• [Stored items]

▼

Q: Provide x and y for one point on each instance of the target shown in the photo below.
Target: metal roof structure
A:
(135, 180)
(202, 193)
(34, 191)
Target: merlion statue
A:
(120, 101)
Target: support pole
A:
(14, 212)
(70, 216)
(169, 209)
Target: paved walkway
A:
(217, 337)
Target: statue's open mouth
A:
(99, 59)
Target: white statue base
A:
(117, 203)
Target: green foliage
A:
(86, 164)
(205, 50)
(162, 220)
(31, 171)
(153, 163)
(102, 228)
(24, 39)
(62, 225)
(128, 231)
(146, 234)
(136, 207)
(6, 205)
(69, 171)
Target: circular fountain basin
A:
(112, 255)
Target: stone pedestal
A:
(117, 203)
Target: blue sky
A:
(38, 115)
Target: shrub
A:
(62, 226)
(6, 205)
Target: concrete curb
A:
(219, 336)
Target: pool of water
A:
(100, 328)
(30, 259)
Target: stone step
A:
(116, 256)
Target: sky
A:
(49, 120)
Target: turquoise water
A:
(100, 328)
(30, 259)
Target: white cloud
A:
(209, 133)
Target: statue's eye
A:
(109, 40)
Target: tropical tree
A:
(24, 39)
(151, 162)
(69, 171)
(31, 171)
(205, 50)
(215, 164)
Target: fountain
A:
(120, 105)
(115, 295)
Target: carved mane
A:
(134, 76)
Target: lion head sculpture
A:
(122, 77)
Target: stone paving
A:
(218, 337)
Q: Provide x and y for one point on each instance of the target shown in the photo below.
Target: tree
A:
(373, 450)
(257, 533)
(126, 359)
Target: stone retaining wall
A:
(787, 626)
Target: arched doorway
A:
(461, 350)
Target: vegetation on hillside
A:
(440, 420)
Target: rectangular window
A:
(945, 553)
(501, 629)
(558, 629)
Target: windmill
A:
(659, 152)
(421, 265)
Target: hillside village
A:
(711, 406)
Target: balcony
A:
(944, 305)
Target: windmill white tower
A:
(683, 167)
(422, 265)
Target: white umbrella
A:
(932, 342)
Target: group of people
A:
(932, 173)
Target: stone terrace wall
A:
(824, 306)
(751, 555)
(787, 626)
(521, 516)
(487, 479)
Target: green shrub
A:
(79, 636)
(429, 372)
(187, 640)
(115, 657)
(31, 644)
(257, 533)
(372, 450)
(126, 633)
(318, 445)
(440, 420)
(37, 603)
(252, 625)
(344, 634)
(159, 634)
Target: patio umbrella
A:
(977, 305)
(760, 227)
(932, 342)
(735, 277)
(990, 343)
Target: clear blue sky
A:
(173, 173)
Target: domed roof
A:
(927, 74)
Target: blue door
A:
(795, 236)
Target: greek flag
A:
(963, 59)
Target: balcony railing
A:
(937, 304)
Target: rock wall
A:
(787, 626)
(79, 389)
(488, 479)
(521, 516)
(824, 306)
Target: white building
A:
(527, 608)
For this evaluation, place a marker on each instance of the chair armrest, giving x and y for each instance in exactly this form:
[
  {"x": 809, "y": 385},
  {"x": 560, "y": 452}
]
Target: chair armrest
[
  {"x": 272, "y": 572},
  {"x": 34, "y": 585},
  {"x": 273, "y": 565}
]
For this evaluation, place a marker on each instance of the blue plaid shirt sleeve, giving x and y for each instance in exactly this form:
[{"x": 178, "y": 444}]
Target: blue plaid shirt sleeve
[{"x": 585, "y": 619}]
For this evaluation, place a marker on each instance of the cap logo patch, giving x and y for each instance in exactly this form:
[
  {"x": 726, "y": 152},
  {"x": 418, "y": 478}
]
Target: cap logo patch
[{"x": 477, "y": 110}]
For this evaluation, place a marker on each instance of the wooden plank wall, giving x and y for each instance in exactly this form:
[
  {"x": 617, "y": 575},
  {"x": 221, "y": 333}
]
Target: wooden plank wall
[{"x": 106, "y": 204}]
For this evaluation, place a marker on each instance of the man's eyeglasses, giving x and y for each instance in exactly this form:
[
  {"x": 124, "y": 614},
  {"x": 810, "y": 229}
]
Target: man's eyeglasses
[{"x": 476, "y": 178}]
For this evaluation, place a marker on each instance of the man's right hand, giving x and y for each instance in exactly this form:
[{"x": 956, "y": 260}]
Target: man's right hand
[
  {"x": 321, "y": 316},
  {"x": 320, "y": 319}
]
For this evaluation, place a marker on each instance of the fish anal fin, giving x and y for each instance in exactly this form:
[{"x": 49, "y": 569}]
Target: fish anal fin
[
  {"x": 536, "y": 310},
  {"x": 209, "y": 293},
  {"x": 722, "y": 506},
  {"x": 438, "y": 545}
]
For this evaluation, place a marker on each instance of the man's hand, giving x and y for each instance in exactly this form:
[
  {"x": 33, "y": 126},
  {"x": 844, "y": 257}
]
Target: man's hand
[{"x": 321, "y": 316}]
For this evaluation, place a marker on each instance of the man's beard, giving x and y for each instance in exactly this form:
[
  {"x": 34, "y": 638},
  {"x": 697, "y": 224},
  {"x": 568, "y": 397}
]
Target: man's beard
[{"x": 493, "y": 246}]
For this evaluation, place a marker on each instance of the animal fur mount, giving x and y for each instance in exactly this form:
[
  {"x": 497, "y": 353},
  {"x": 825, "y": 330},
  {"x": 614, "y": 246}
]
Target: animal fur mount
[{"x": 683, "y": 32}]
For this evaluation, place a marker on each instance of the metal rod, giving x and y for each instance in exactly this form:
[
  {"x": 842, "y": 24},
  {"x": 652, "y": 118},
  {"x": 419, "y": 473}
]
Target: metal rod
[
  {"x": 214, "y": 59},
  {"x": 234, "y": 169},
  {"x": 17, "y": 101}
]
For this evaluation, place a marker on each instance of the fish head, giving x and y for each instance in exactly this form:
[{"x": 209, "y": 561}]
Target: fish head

▲

• [What the exercise asks] Quote every line of the stored data above verbatim, from the first line to the last.

• [Expected answer]
Q: Provide x and y for one point on each instance of the target shown in the photo below.
Target: metal roof structure
A:
(135, 180)
(202, 193)
(34, 191)
Target: merlion statue
A:
(120, 101)
Target: support pole
A:
(14, 212)
(70, 216)
(169, 209)
Target: paved walkway
A:
(217, 337)
Target: statue's open mouth
A:
(99, 59)
Target: white statue base
A:
(117, 203)
Target: green foliage
A:
(86, 164)
(205, 50)
(162, 220)
(31, 171)
(153, 163)
(102, 228)
(24, 39)
(62, 225)
(128, 231)
(146, 234)
(136, 207)
(6, 205)
(69, 171)
Target: circular fountain basin
A:
(112, 255)
Target: stone pedestal
A:
(117, 203)
Target: blue sky
A:
(38, 115)
Target: shrub
A:
(62, 226)
(6, 205)
Target: concrete curb
A:
(219, 336)
Target: pool of water
A:
(100, 328)
(30, 259)
Target: stone step
A:
(116, 256)
Target: sky
A:
(49, 120)
Target: turquoise water
A:
(100, 328)
(30, 259)
Target: white cloud
A:
(209, 133)
Target: statue's eye
A:
(109, 40)
Target: tropical tree
A:
(24, 39)
(151, 162)
(69, 171)
(31, 171)
(205, 50)
(215, 164)
Target: fountain
A:
(120, 105)
(115, 295)
Target: carved mane
A:
(134, 76)
Target: lion head sculpture
A:
(122, 77)
Target: stone paving
A:
(218, 337)
Q: Provide x and y for one point on each instance of the target shown in the photo below.
Target: tree
A:
(373, 450)
(257, 533)
(126, 359)
Target: stone retaining wall
A:
(787, 626)
Target: arched doorway
A:
(461, 350)
Target: vegetation on hillside
A:
(440, 420)
Target: rectangular window
A:
(945, 553)
(501, 629)
(558, 629)
Target: windmill
A:
(659, 152)
(421, 265)
Target: hillside village
A:
(711, 406)
Target: balcony
A:
(944, 305)
Target: windmill white tower
A:
(683, 167)
(422, 265)
Target: white umbrella
A:
(932, 342)
Target: group of people
A:
(932, 173)
Target: stone terrace wall
A:
(824, 306)
(751, 555)
(787, 626)
(521, 516)
(487, 479)
Target: green shrub
A:
(79, 636)
(429, 372)
(187, 640)
(115, 657)
(31, 644)
(257, 533)
(372, 450)
(126, 633)
(318, 445)
(440, 420)
(37, 603)
(252, 625)
(344, 634)
(159, 634)
Target: patio umbrella
A:
(977, 305)
(760, 227)
(932, 342)
(735, 277)
(990, 343)
Target: clear blue sky
A:
(173, 173)
Target: domed roof
A:
(927, 74)
Target: blue door
A:
(795, 236)
Target: greek flag
A:
(963, 59)
Target: balcony railing
A:
(937, 304)
Target: rock wall
A:
(787, 626)
(79, 389)
(488, 479)
(521, 516)
(824, 306)
Target: white building
A:
(527, 608)
For this evaluation, place a marker on each instance of the chair armrest, giving x and y for each instance in exactly this form:
[
  {"x": 809, "y": 385},
  {"x": 560, "y": 452}
]
Target: chair armrest
[
  {"x": 272, "y": 572},
  {"x": 34, "y": 585},
  {"x": 273, "y": 565}
]
For this evaluation, place a marker on each instance of the blue plaid shirt sleeve, giving x and y for each instance in exactly this form:
[{"x": 178, "y": 444}]
Target: blue plaid shirt sleeve
[{"x": 585, "y": 619}]
For this evaluation, place a marker on each instance of the cap logo patch, giving x and y for each instance in exactly this form:
[
  {"x": 726, "y": 152},
  {"x": 418, "y": 478}
]
Target: cap logo patch
[{"x": 477, "y": 110}]
For this evaluation, place a marker on each instance of the wooden plank wall, giving x and y for each instance in exactly this form:
[
  {"x": 617, "y": 575},
  {"x": 221, "y": 333}
]
Target: wooden plank wall
[{"x": 106, "y": 204}]
For this evaluation, place a marker on each instance of the man's eyeglasses, giving x and y for each instance in exactly this form:
[
  {"x": 124, "y": 614},
  {"x": 810, "y": 229}
]
Target: man's eyeglasses
[{"x": 476, "y": 178}]
For this evaluation, place a marker on each instance of the man's right hand, giving x and y for each instance in exactly this form:
[{"x": 956, "y": 260}]
Target: man's right hand
[
  {"x": 321, "y": 316},
  {"x": 320, "y": 319}
]
For this evaluation, place a marker on each instance of the fish anal fin, giving x and y for each instance in exactly this form:
[{"x": 49, "y": 569}]
Target: fish anal fin
[
  {"x": 536, "y": 310},
  {"x": 209, "y": 293},
  {"x": 722, "y": 506},
  {"x": 438, "y": 545}
]
For this evaluation, place a marker on each instance of the man's hand, giving x and y for each instance in exactly this form:
[
  {"x": 33, "y": 126},
  {"x": 844, "y": 257}
]
Target: man's hand
[{"x": 321, "y": 316}]
For this evaluation, place a marker on each instance of the man's beard, giving x and y for each instance in exactly this form:
[
  {"x": 34, "y": 638},
  {"x": 697, "y": 224},
  {"x": 568, "y": 397}
]
Target: man's beard
[{"x": 493, "y": 246}]
For this evaluation, place a marker on each instance of the animal fur mount, giving x and y for each instance in exactly this form:
[
  {"x": 497, "y": 353},
  {"x": 825, "y": 330},
  {"x": 614, "y": 246}
]
Target: animal fur mount
[{"x": 683, "y": 32}]
For this evaluation, place a marker on each instance of the metal rod, giving x and y for each instance in exactly this form:
[
  {"x": 842, "y": 24},
  {"x": 652, "y": 118},
  {"x": 419, "y": 473}
]
Target: metal rod
[
  {"x": 214, "y": 59},
  {"x": 234, "y": 169},
  {"x": 17, "y": 101}
]
For this evaluation, place a marker on each instance of the fish head, giving x and y for each instance in exactly this form:
[{"x": 209, "y": 561}]
Target: fish head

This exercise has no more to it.